TEXT PASSAGE START

Under the current Paycheck Protection Program, the PPP loan converts to a grant as long as the small business uses the loan within eight weeks of the CARES Act enactment – that is, by June 30 – and uses at least 75 percent of the loan proceeds on payroll and the rest for such necessary expenses as rent, mortgage interest, and utilities. Many small businesses, particularly very small businesses, have reported that, with these restrictions, the loans do not meet their needs.

The bill makes the PPP program more flexible in the following key ways, in order to make it more accessible and usable for the vulnerable small businesses that need it the most:

Allowing loan forgiveness for expenses beyond the 8-week covered period to 24 weeks and extending the rehiring deadline. Back in March, the PPP program was established as an eight-week program, ending on June 30. However, it is clear that the economic effects of the pandemic will impact small businesses long past June 30. The current eight-week timeline does not work for local businesses that could only very recently have customers and those that are only allowed to open with very heavy restrictions. Small businesses need the flexibility to spread the loan proceeds over the full course of the crisis, until demand returns.

Increasing the current limitation on the use of loan proceeds for nonpayroll expenses from 25 percent to 40 percent. Currently, under regulations issued by the Trump Administration, the PPP loans require that no more than 25 percent of loan proceeds can be spent on non-payroll expenses such as rent, mortgage interest, and utilities. This limitation has prevented many small businesses, such as independent restaurants, from applying to the program because their rent is significantly more than 25 percent of their monthly expenses. The 40 percent limitation in this bill is much more realistic.

Extending the program from June 30 to December 31. By ensuring the PPP program will operate for 24 weeks, rather than only eight, this bill will ensure that many more truly small businesses will be able to take advantage of the program.

TEXT PASSAGE END

PROBLEMS TO WORK ON
A) Why does the PPP passage say the bill raises the cap on nonpayroll spending from 25 percent to 40 percent? Answer in one to three sentences.
B) According to the PPP passage, to what date does the bill extend the program?
C) Output the portion of the PPP passage that begins at the words "Increasing the current" and stops after "much more realistic.".
The rows come from a separate source.

EXTRACTED DATA START

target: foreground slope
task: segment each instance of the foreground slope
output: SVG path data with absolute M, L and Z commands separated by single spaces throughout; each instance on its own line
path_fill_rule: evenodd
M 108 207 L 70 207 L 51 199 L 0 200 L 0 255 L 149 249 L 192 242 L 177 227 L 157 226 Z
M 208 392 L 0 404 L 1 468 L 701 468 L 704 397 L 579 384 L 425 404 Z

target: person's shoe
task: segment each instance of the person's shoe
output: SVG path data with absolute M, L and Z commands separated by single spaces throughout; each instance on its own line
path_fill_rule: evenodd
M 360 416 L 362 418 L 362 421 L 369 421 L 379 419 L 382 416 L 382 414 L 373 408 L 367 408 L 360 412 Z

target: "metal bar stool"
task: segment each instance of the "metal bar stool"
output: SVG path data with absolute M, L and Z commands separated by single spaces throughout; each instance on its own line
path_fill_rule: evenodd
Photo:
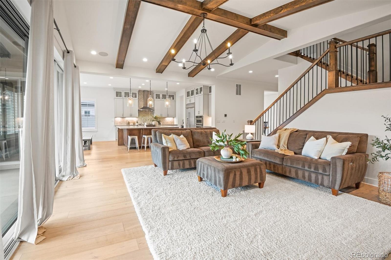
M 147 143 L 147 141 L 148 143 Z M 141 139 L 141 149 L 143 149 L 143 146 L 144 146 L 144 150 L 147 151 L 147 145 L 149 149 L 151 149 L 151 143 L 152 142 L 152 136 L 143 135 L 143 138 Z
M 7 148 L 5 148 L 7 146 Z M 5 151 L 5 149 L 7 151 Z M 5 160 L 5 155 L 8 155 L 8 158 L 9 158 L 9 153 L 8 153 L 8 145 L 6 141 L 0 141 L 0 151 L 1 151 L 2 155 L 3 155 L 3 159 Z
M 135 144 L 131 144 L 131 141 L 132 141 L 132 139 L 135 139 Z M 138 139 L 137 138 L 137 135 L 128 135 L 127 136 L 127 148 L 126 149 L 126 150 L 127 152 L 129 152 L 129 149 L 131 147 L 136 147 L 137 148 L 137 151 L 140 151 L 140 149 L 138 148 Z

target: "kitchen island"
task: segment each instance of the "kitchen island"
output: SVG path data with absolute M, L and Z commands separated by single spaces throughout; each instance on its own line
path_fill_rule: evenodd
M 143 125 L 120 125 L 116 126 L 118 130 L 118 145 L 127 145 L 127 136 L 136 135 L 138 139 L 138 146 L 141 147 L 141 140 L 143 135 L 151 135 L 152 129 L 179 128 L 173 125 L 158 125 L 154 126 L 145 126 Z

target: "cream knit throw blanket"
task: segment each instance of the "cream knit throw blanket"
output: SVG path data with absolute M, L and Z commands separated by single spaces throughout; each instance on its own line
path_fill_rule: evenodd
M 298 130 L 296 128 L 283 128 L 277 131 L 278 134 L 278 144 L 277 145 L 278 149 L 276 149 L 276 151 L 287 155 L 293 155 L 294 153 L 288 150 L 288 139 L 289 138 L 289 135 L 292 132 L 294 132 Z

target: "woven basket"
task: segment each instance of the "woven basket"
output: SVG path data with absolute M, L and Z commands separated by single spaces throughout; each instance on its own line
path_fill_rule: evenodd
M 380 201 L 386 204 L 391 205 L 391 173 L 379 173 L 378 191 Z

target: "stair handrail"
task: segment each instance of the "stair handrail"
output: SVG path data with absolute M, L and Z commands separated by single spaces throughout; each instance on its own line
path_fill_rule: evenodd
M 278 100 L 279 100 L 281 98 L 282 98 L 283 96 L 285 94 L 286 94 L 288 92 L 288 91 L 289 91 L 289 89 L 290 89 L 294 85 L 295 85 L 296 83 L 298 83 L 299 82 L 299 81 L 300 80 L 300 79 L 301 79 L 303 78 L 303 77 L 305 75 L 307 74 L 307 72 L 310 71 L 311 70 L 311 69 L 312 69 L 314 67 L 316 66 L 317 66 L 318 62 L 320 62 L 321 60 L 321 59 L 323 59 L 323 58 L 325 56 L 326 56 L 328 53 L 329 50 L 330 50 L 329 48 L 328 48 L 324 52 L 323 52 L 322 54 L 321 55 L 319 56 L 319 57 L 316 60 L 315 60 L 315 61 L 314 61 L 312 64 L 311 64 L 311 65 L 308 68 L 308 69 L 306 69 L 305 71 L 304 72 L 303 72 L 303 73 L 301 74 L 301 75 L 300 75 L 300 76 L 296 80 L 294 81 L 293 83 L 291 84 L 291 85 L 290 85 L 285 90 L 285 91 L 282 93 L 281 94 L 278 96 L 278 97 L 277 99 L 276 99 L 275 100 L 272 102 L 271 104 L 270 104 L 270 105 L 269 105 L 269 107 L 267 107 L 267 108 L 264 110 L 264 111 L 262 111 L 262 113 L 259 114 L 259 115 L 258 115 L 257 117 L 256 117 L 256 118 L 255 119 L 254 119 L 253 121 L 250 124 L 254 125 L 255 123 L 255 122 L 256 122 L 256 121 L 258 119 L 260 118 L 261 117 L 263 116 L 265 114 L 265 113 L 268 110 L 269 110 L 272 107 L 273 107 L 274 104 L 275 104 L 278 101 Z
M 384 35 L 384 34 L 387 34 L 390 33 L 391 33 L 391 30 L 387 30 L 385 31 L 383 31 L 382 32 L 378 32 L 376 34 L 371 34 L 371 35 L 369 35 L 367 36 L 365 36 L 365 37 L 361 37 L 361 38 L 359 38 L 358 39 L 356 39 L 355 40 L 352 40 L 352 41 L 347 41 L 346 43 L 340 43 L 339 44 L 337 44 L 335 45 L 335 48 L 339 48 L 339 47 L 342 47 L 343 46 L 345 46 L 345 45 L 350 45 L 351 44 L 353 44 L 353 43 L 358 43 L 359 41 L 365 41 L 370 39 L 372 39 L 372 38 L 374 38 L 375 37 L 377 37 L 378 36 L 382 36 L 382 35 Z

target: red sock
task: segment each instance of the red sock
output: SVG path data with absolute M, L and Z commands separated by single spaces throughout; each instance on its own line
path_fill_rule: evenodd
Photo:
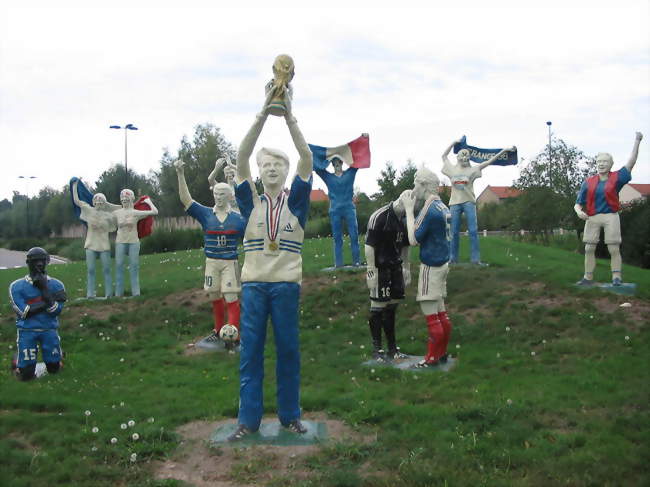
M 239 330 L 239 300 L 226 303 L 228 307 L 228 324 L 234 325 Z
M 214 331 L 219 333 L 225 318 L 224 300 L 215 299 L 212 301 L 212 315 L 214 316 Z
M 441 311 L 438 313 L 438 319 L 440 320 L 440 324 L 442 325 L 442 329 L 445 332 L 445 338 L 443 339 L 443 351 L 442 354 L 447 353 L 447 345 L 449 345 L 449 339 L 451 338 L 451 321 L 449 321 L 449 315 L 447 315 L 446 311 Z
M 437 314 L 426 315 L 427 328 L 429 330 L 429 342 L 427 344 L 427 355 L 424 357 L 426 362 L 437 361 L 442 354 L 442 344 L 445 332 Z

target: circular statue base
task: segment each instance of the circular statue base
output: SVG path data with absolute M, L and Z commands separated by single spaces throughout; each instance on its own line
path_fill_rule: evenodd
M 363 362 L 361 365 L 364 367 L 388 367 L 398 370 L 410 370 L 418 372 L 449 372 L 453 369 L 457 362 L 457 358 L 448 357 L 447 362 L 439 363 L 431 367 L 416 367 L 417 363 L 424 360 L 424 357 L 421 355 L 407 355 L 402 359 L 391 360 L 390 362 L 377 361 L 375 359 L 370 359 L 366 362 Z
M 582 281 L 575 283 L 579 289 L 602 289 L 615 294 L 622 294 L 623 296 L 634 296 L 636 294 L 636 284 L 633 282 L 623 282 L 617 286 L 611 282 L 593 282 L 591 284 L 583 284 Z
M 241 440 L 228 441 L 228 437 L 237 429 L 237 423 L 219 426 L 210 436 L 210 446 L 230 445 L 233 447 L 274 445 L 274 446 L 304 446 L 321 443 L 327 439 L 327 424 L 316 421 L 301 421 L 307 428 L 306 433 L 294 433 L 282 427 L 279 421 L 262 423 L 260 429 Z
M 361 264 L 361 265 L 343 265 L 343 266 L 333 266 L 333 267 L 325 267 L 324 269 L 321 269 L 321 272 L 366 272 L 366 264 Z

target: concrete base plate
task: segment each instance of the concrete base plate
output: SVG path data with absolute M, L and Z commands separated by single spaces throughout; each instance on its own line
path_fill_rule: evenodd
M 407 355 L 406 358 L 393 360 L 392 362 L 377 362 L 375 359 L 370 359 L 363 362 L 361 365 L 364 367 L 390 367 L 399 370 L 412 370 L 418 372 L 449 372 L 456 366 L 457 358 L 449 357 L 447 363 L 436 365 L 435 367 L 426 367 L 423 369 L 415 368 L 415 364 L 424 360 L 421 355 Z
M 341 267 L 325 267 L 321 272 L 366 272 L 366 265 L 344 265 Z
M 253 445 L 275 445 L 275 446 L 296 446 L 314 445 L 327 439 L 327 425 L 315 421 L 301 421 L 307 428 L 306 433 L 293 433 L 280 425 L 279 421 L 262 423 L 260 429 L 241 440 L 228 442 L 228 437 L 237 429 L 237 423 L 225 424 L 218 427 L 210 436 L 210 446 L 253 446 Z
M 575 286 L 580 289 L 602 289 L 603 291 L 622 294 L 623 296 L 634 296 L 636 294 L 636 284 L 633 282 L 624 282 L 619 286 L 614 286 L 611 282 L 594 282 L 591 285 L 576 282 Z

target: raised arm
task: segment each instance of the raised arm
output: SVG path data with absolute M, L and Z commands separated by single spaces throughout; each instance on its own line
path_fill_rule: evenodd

EXTRACTED DATA END

RESULTS OF THE EXERCISE
A) The 25 percent limit kept many small businesses, such as independent restaurants, from applying to the program because their rent is well over 25 percent of their monthly expenses. The passage calls the 40 percent limit much more realistic.

B) December 31.

C)
Increasing the current limitation on the use of loan proceeds for nonpayroll expenses from 25 percent to 40 percent. Currently, under regulations issued by the Trump Administration, the PPP loans require that no more than 25 percent of loan proceeds can be spent on non-payroll expenses such as rent, mortgage interest, and utilities. This limitation has prevented many small businesses, such as independent restaurants, from applying to the program because their rent is significantly more than 25 percent of their monthly expenses. The 40 percent limitation in this bill is much more realistic.